Recorded data:
◇ ◇ ◇ ◇
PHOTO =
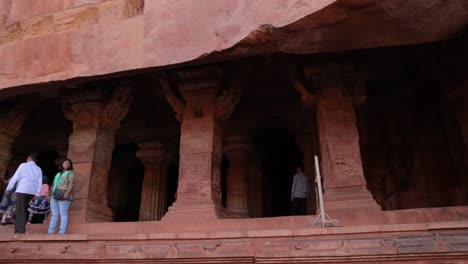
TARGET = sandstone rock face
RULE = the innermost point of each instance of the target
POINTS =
(42, 41)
◇ ◇ ◇ ◇
▶ [Aim of the exercise] Format the records above as a two-column CSV with headers "instruction" and "response". Use one row per record, with the record's text under "instruction" and its answer under "response". Wrap each field in double quotes, turn line breaks into spaces, and leave the pictures out.

▶ [Output of the task]
instruction,response
"PHOTO = TARGET = sandstone rock face RULE = the innermost point of each instance of the target POINTS =","(42, 41)"